▶ Text passage:
──────
Authentication

Authentication is the process of identifying users that request access to a system, network, or device.

Access control often determines user identity according to credentials like username and password. Other authentication technologies like biometrics and authentication apps are also used to authenticate user identity

Incorrectly build authentication and session management scheme that allows an attacker to impersonate another user

Common Authentication Schemes

How Claims Based Authentication works?

1. Browser or Client (user) -- Request token --> Security Token Service (STS) by Identity Provider (IdP)

2. STS Authenticates user by some means, usually username and password

   • For this STS will get information about user from Account/Attribute Store (common example Active Directory)

3. STS creates and returns a token

4. User sends this token along with the request to an application

5. Application can use an Identity Library to verify the token

   • This library will verify token's signature and checks whether this STS is trusted

6. Once verifyed the application can use claims provided by the token to perform actions

7. The 'Basic' HTTP Authentication Scheme (RFC 7617):

   • Transmits credentials as user-id/password pairs, encoded using Base64
   • Part of browser
   • Server responseds with www-Authenticate header and when browser see this, it will ask for username and password

   HTTP/1.1 401 Unauthorized
   Host: server.example.com
   WWW-Authenticate: Basic realm="WallyWorld"

   • Not secure

   • Example:

   app.use((req, res, next) => {
     // -----------------------------------------------------------------------
     // authentication middleware
   
     const auth = { login: "yourlogin", password: "yourpassword" }; // change this
   
     // parse login and password from headers
     const b64auth = (req.headers.authorization || "").split(" ")[1] || "";
     const [login, password] = Buffer.from(b64auth, "base64")
       .toString()
       .split(":");
   
     // Verify login and password are set and correct
     if (
       login &&
       password &&
       login === auth.login &&
       password === auth.password
     ) {
       // Access granted...
       return next();
     }
   
     // Access denied...
     res.set("WWW-Authenticate", 'Basic realm="401"'); // change this
     res.status(401).send("Authentication required."); // custom message
   
     // -----------------------------------------------------------------------
   });
   
   // or
   
   const app = require("express")();
   const basicAuth = require("express-basic-auth");
   
   app.use(
     basicAuth({
       users: { admin: "super secret" },
       challenge: true, // <--- needed to actually show the login dialogue!
     })
   );

8. The OAuth 2.0 Authorization Framework: 'Bearer' Token Usage (RFC 6750):

   • Any party in possession of a bearer token (a "bearer") can use it to get access to the associated resources (without demonstrating possession of a cryptographic key)
──────
▶ Dataset entries:
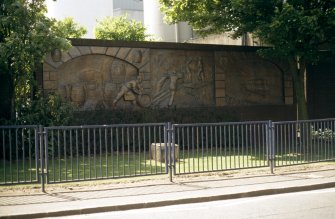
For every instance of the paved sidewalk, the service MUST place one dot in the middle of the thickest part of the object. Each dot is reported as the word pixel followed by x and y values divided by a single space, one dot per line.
pixel 145 194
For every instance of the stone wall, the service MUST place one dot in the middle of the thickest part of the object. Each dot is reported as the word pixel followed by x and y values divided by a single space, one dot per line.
pixel 96 74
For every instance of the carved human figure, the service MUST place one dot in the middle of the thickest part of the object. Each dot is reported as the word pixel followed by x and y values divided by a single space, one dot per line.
pixel 129 91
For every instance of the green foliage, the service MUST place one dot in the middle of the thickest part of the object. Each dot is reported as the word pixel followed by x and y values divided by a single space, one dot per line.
pixel 68 28
pixel 120 28
pixel 26 36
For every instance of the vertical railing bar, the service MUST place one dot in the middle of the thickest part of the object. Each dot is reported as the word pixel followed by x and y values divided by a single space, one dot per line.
pixel 255 145
pixel 251 146
pixel 134 151
pixel 166 127
pixel 23 156
pixel 193 149
pixel 207 164
pixel 229 145
pixel 155 153
pixel 160 145
pixel 211 145
pixel 264 140
pixel 29 146
pixel 4 155
pixel 183 143
pixel 65 146
pixel 242 146
pixel 259 144
pixel 188 148
pixel 139 147
pixel 234 146
pixel 10 155
pixel 100 154
pixel 71 153
pixel 77 153
pixel 128 147
pixel 246 144
pixel 123 152
pixel 89 153
pixel 83 152
pixel 59 155
pixel 216 146
pixel 283 143
pixel 117 151
pixel 238 145
pixel 202 148
pixel 198 145
pixel 53 155
pixel 46 154
pixel 149 151
pixel 17 155
pixel 95 154
pixel 106 155
pixel 144 151
pixel 220 134
pixel 112 152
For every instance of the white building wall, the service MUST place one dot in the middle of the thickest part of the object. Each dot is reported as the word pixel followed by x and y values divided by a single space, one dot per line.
pixel 155 25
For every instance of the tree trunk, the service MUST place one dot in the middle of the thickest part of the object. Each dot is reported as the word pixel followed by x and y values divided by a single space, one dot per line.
pixel 298 73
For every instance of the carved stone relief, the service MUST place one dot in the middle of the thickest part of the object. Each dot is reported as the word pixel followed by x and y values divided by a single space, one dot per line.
pixel 93 81
pixel 181 79
pixel 250 79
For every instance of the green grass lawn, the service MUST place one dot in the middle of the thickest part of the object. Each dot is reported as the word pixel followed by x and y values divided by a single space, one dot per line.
pixel 128 164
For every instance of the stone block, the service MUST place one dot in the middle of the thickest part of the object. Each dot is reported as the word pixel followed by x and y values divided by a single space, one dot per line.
pixel 288 100
pixel 53 76
pixel 220 84
pixel 220 92
pixel 288 92
pixel 112 51
pixel 46 75
pixel 220 77
pixel 220 101
pixel 74 52
pixel 288 84
pixel 123 53
pixel 50 85
pixel 158 151
pixel 98 50
pixel 65 57
pixel 84 50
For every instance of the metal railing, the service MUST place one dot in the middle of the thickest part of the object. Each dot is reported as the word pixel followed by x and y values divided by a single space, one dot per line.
pixel 299 142
pixel 19 156
pixel 220 146
pixel 31 154
pixel 79 153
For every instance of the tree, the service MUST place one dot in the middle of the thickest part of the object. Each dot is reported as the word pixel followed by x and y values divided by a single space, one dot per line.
pixel 295 29
pixel 26 36
pixel 68 28
pixel 120 28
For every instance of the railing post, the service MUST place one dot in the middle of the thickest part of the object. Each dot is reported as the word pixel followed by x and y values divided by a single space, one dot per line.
pixel 170 149
pixel 271 145
pixel 41 140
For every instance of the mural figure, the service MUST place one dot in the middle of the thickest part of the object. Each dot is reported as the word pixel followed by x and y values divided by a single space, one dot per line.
pixel 129 91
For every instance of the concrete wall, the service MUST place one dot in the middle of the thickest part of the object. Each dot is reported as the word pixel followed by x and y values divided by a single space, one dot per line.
pixel 97 74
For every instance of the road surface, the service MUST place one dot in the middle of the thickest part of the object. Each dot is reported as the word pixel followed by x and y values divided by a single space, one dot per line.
pixel 311 204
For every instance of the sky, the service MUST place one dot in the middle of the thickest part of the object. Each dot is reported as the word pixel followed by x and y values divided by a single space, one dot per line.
pixel 84 12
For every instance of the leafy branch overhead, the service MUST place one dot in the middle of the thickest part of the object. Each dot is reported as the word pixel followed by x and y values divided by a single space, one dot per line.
pixel 120 28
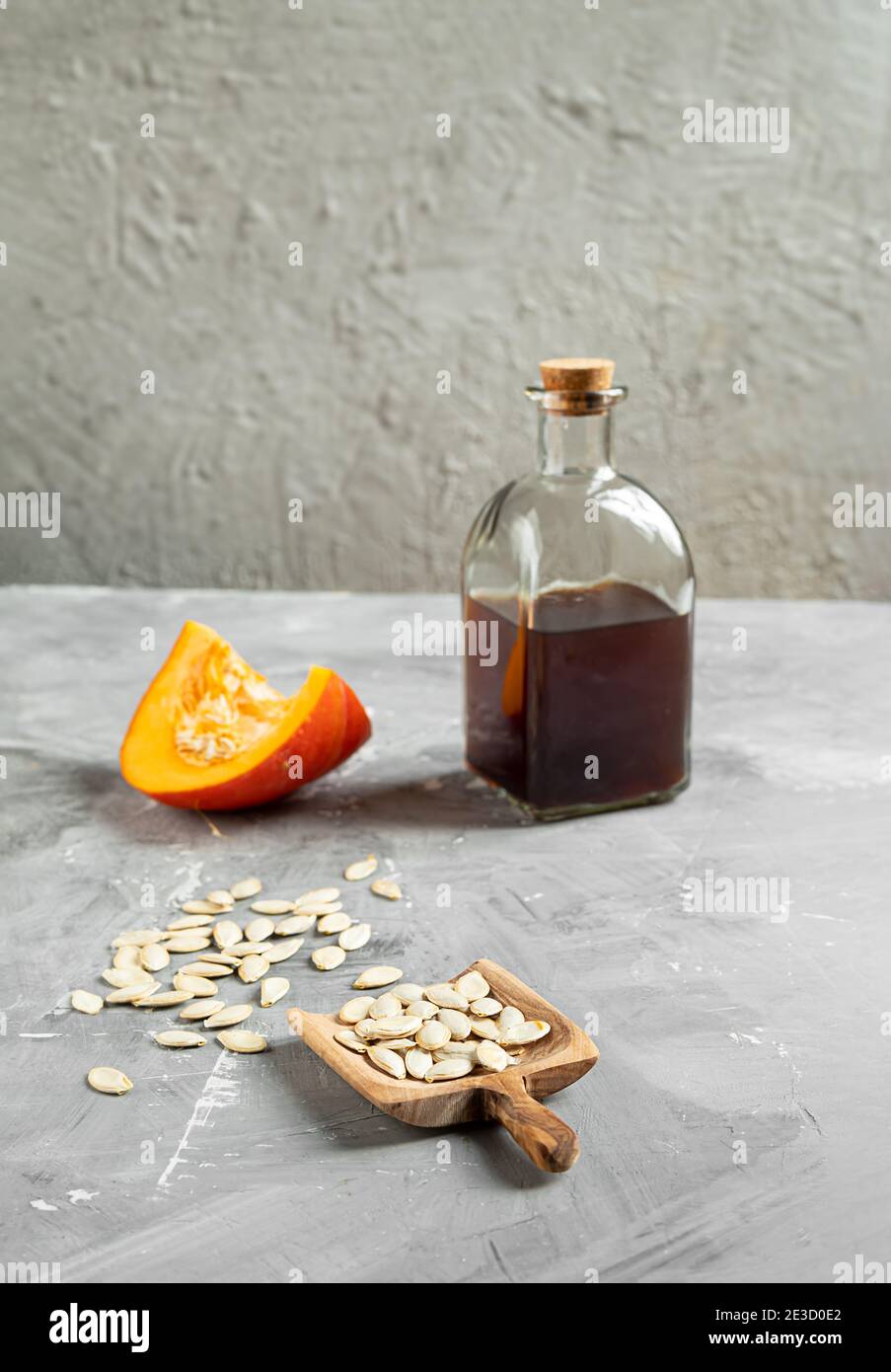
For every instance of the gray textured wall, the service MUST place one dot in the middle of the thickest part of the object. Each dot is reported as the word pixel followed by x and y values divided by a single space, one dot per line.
pixel 275 382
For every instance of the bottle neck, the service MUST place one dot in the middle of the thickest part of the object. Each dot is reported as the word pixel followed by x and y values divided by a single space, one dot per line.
pixel 574 442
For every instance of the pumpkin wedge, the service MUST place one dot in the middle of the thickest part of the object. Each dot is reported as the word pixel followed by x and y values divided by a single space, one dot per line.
pixel 210 732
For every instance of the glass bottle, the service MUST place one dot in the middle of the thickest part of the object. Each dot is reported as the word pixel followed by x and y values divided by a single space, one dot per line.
pixel 578 605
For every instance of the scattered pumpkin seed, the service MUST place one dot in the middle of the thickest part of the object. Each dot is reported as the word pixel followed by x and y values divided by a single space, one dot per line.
pixel 201 1009
pixel 188 943
pixel 354 938
pixel 334 924
pixel 154 956
pixel 386 1058
pixel 376 977
pixel 472 985
pixel 257 931
pixel 120 977
pixel 359 870
pixel 253 967
pixel 446 996
pixel 387 888
pixel 226 933
pixel 491 1055
pixel 418 1062
pixel 295 925
pixel 448 1068
pixel 87 1002
pixel 126 995
pixel 164 1001
pixel 287 949
pixel 328 957
pixel 247 888
pixel 179 1038
pixel 229 1016
pixel 194 985
pixel 271 989
pixel 314 897
pixel 242 1040
pixel 110 1082
pixel 355 1010
pixel 271 907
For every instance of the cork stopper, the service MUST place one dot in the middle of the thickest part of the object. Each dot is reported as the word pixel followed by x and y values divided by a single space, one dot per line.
pixel 576 384
pixel 577 373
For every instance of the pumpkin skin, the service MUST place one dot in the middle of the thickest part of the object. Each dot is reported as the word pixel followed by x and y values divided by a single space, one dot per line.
pixel 306 734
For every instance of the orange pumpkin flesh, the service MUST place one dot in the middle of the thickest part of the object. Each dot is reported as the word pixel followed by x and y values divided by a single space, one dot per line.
pixel 211 732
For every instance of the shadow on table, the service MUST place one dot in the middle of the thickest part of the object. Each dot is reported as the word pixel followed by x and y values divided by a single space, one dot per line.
pixel 454 800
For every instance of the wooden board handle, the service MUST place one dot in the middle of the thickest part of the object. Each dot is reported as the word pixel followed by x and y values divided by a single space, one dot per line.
pixel 542 1135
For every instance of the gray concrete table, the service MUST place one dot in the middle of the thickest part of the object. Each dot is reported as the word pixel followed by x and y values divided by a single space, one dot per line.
pixel 736 1128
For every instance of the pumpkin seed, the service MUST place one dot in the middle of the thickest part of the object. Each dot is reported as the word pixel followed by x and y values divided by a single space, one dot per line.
──────
▶ Exercises to complete:
**A.** Could you print the part of the authentication notes from "Incorrectly build authentication" to "example Active Directory)"?
**B.** How would you condense the paragraph of the authentication notes that begins "Access control often determines user identity" into one shorter sentence that keeps its main facts?

▶ Results in order:
**A.**
Incorrectly build authentication and session management scheme that allows an attacker to impersonate another user

Common Authentication Schemes

How Claims Based Authentication works?

1. Browser or Client (user) -- Request token --> Security Token Service (STS) by Identity Provider (IdP)

2. STS Authenticates user by some means, usually username and password

   • For this STS will get information about user from Account/Attribute Store (common example Active Directory)

**B.** Access control usually identifies users by credentials such as a username and password, and biometrics and authentication apps are also used to authenticate identity.